Return each line of the records with nothing changed, pictures excepted.

[Start of GIVEN DATA]

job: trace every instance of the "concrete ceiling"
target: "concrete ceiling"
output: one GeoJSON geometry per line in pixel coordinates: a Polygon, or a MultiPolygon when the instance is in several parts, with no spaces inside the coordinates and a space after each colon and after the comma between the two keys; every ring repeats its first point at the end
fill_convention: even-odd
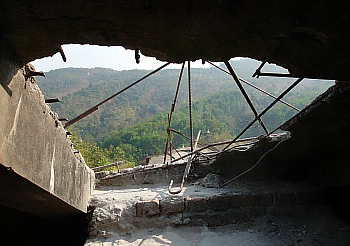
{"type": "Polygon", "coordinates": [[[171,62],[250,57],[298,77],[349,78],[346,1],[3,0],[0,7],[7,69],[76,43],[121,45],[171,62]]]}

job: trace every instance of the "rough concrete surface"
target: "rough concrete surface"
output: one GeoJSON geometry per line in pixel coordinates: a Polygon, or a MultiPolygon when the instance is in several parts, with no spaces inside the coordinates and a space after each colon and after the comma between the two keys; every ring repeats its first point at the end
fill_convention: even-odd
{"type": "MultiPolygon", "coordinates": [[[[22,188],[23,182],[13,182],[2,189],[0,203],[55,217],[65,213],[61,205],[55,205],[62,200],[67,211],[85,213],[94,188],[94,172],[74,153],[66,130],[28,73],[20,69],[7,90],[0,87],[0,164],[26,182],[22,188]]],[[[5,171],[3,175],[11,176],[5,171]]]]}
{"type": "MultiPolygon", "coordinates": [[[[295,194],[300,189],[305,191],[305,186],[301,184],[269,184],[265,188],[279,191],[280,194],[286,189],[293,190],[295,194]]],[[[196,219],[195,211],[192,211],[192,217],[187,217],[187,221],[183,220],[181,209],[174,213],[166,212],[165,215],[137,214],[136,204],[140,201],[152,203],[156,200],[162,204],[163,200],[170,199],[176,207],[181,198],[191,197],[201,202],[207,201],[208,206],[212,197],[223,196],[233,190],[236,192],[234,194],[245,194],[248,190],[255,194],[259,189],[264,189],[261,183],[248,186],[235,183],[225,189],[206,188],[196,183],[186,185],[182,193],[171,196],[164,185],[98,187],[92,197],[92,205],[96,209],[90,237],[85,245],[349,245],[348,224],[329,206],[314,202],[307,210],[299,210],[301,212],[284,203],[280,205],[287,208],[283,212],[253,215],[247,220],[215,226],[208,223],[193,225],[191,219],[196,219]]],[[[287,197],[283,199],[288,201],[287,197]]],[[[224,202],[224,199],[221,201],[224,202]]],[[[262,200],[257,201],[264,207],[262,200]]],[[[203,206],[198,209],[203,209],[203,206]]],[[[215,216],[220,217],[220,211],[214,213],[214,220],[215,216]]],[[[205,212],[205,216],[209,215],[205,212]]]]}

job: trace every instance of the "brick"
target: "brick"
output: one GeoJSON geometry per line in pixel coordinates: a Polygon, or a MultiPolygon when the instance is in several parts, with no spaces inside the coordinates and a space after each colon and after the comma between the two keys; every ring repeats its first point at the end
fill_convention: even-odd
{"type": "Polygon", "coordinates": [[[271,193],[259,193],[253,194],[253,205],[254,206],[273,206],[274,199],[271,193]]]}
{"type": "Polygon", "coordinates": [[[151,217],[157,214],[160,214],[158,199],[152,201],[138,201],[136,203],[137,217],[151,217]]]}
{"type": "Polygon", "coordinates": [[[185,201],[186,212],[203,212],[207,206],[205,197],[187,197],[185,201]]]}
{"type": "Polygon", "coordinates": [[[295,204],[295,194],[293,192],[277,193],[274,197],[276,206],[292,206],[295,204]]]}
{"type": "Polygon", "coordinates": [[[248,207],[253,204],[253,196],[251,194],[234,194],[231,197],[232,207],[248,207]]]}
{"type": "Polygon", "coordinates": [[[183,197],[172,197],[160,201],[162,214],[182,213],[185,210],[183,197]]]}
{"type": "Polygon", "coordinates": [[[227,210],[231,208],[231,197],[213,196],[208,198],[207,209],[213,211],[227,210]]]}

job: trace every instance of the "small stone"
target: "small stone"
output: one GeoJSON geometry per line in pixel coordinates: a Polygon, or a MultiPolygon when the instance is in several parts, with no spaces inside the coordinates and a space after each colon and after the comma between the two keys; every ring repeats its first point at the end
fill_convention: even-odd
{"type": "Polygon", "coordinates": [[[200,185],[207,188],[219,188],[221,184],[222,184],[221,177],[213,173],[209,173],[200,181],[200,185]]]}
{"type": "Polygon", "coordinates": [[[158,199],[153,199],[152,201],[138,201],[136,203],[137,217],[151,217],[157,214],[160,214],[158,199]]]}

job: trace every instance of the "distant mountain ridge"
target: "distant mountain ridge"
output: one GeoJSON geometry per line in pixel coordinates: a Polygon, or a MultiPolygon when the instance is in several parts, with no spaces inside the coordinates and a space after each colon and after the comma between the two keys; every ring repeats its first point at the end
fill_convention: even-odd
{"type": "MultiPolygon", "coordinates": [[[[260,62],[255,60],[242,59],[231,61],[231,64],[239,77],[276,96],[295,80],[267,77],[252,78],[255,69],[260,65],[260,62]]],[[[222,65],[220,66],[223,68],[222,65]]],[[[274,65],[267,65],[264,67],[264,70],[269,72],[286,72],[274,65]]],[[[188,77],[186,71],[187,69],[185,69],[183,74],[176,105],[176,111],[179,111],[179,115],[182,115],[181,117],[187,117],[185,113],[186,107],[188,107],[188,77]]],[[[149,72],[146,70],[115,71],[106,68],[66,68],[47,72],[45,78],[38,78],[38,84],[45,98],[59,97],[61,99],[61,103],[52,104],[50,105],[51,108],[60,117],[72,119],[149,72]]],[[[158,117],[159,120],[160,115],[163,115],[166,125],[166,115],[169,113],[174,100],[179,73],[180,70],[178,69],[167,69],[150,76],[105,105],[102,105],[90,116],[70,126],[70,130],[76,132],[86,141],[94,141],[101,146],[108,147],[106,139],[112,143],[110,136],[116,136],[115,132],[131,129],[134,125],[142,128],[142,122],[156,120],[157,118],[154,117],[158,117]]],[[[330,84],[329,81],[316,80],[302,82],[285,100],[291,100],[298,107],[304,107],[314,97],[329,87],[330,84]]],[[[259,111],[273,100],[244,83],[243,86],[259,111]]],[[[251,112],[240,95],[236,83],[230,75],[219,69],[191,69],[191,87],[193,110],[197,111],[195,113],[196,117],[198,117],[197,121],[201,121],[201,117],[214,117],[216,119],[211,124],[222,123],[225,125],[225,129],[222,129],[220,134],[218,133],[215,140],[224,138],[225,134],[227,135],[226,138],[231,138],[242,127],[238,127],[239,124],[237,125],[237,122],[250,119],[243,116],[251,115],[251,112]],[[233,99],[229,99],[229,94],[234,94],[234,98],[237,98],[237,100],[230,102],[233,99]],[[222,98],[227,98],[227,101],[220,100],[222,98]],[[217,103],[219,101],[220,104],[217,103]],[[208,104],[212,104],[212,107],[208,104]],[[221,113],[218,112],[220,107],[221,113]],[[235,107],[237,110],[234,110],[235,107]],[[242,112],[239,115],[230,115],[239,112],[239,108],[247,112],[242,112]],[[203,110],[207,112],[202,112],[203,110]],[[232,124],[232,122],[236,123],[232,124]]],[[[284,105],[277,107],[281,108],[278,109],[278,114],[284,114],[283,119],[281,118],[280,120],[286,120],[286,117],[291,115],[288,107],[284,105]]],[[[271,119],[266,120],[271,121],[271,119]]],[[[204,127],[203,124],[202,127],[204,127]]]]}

[End of GIVEN DATA]

**ANSWER BELOW:**
job: trace every instance of the "concrete ceiling"
target: "concrete ceiling"
output: one GeoJSON geometry per line in pixel coordinates: a Polygon, or a MultiPolygon when the instance is in several parts, with no spaces inside the coordinates and a space after each colon and after the comma between the two keys; every ring repeats its first point at the end
fill_convention: even-odd
{"type": "Polygon", "coordinates": [[[171,62],[250,57],[298,77],[349,78],[346,1],[3,0],[0,7],[7,69],[76,43],[121,45],[171,62]]]}

job: trace every instance of the "rough concrete surface"
target: "rough concrete surface"
output: one GeoJSON geometry per line in pixel coordinates: a Polygon, or a MultiPolygon when the instance is in several parts, with no spaces inside the coordinates and a space after each colon and after the comma between the two keys; every ring repeats its first point at the end
fill_convention: even-odd
{"type": "MultiPolygon", "coordinates": [[[[22,188],[23,182],[13,182],[2,189],[0,203],[55,217],[65,213],[61,205],[55,205],[62,200],[67,211],[85,213],[94,188],[94,172],[74,153],[66,130],[28,73],[20,69],[7,90],[0,87],[0,164],[26,182],[22,188]]],[[[5,171],[3,175],[11,176],[5,171]]]]}
{"type": "MultiPolygon", "coordinates": [[[[295,194],[300,189],[305,191],[305,186],[301,184],[269,184],[265,188],[279,191],[280,194],[286,189],[293,190],[295,194]]],[[[196,219],[195,211],[192,211],[192,217],[187,217],[187,221],[183,220],[181,209],[174,213],[166,212],[165,215],[137,214],[136,204],[140,201],[152,203],[156,200],[162,204],[163,200],[170,199],[176,207],[181,198],[191,197],[201,202],[207,201],[208,206],[212,197],[223,196],[233,190],[236,192],[234,194],[245,194],[248,190],[255,194],[259,189],[264,189],[261,183],[248,186],[235,183],[225,189],[206,188],[196,183],[186,185],[182,193],[171,196],[164,185],[98,187],[92,197],[92,205],[96,209],[90,237],[85,245],[349,245],[348,224],[329,206],[314,202],[307,210],[299,210],[301,212],[284,203],[280,205],[287,208],[283,212],[253,215],[247,220],[215,226],[208,223],[193,225],[191,219],[196,219]]],[[[287,197],[283,199],[288,201],[287,197]]],[[[224,202],[224,199],[221,201],[224,202]]],[[[262,200],[257,201],[264,207],[262,200]]],[[[203,206],[198,209],[203,209],[203,206]]],[[[215,216],[220,217],[220,211],[214,213],[214,220],[215,216]]],[[[205,212],[205,216],[209,215],[205,212]]]]}

job: trace every instance of the "brick"
target: "brick"
output: one GeoJSON geometry per line in pixel coordinates: a Polygon, or a MultiPolygon when the instance is in several parts, with no spaces inside the coordinates and a space after each colon and after the comma between the two keys; every ring repeats its first point at the end
fill_convention: even-odd
{"type": "Polygon", "coordinates": [[[271,193],[259,193],[253,194],[253,205],[254,206],[273,206],[274,199],[271,193]]]}
{"type": "Polygon", "coordinates": [[[151,217],[157,214],[160,214],[158,199],[152,201],[138,201],[136,203],[137,217],[151,217]]]}
{"type": "Polygon", "coordinates": [[[185,201],[186,212],[203,212],[207,206],[205,197],[187,197],[185,201]]]}
{"type": "Polygon", "coordinates": [[[295,204],[295,194],[293,192],[277,193],[274,197],[276,206],[292,206],[295,204]]]}
{"type": "Polygon", "coordinates": [[[248,207],[253,204],[253,196],[251,194],[234,194],[231,197],[232,207],[248,207]]]}
{"type": "Polygon", "coordinates": [[[183,197],[172,197],[160,201],[162,214],[182,213],[185,210],[183,197]]]}
{"type": "Polygon", "coordinates": [[[227,210],[231,208],[231,197],[213,196],[208,198],[207,209],[213,211],[227,210]]]}

job: trace every instance of the "small stone"
target: "small stone"
output: one GeoJSON geometry per line in pixel coordinates: a Polygon, or a MultiPolygon when the instance is in several parts, with no spaces inside the coordinates and a space after each colon and after the comma between the two keys; every ring repeats its first point at the end
fill_convention: even-odd
{"type": "Polygon", "coordinates": [[[200,185],[207,188],[219,188],[221,184],[222,184],[221,177],[213,173],[209,173],[200,181],[200,185]]]}
{"type": "Polygon", "coordinates": [[[158,199],[153,199],[152,201],[138,201],[136,203],[137,217],[151,217],[157,214],[160,214],[158,199]]]}

job: trace every instance of the "distant mountain ridge"
target: "distant mountain ridge"
output: one GeoJSON geometry per line in pixel coordinates: a Polygon, or a MultiPolygon when the instance is in several parts, with no spaces inside the coordinates and a space after each colon and after the comma between the two keys; every ring repeats its first point at the end
fill_convention: even-odd
{"type": "MultiPolygon", "coordinates": [[[[260,62],[255,60],[242,59],[231,61],[231,64],[239,77],[276,96],[295,80],[267,77],[252,78],[255,69],[260,65],[260,62]]],[[[222,65],[220,66],[223,68],[222,65]]],[[[274,65],[267,65],[264,67],[264,70],[269,72],[286,72],[274,65]]],[[[188,77],[186,71],[187,69],[185,69],[183,74],[176,105],[176,111],[179,111],[179,115],[182,115],[181,117],[187,117],[185,113],[186,107],[188,107],[188,77]]],[[[149,72],[146,70],[115,71],[106,68],[66,68],[47,72],[45,78],[38,78],[38,84],[45,98],[59,97],[61,99],[61,103],[52,104],[50,105],[51,108],[60,117],[72,119],[149,72]]],[[[158,117],[159,120],[160,115],[163,115],[166,125],[166,115],[169,113],[174,100],[179,73],[180,70],[178,69],[167,69],[150,76],[105,105],[102,105],[90,116],[70,126],[70,130],[76,132],[86,141],[94,141],[101,146],[108,147],[106,139],[112,143],[110,136],[116,136],[115,132],[131,129],[134,125],[142,128],[142,122],[156,120],[157,118],[154,117],[158,117]]],[[[330,84],[329,81],[316,80],[302,82],[285,100],[291,100],[298,107],[304,107],[314,97],[329,87],[330,84]]],[[[259,111],[273,100],[244,83],[243,86],[259,111]]],[[[251,112],[240,95],[236,83],[230,75],[219,69],[191,69],[191,87],[193,110],[197,111],[195,113],[196,117],[198,117],[197,121],[201,121],[201,117],[214,117],[216,119],[211,124],[222,123],[225,125],[225,129],[222,129],[220,134],[218,133],[215,140],[224,138],[225,134],[227,135],[226,138],[231,138],[242,127],[238,127],[239,124],[237,125],[237,122],[250,119],[243,116],[251,115],[251,112]],[[233,99],[229,99],[229,94],[234,94],[234,98],[237,98],[237,100],[230,102],[233,99]],[[222,98],[227,98],[227,101],[220,100],[222,98]],[[217,103],[219,101],[220,104],[217,103]],[[208,104],[212,104],[212,107],[208,104]],[[221,113],[218,112],[220,107],[221,113]],[[235,107],[237,110],[234,110],[235,107]],[[242,112],[239,115],[230,115],[239,112],[239,108],[247,112],[242,112]],[[203,110],[207,112],[202,112],[203,110]],[[232,124],[232,122],[236,123],[232,124]]],[[[284,105],[277,107],[281,108],[278,109],[278,114],[284,114],[283,119],[281,118],[280,120],[286,120],[286,117],[291,115],[288,107],[284,105]]],[[[271,119],[266,120],[271,121],[271,119]]],[[[204,127],[203,124],[202,127],[204,127]]]]}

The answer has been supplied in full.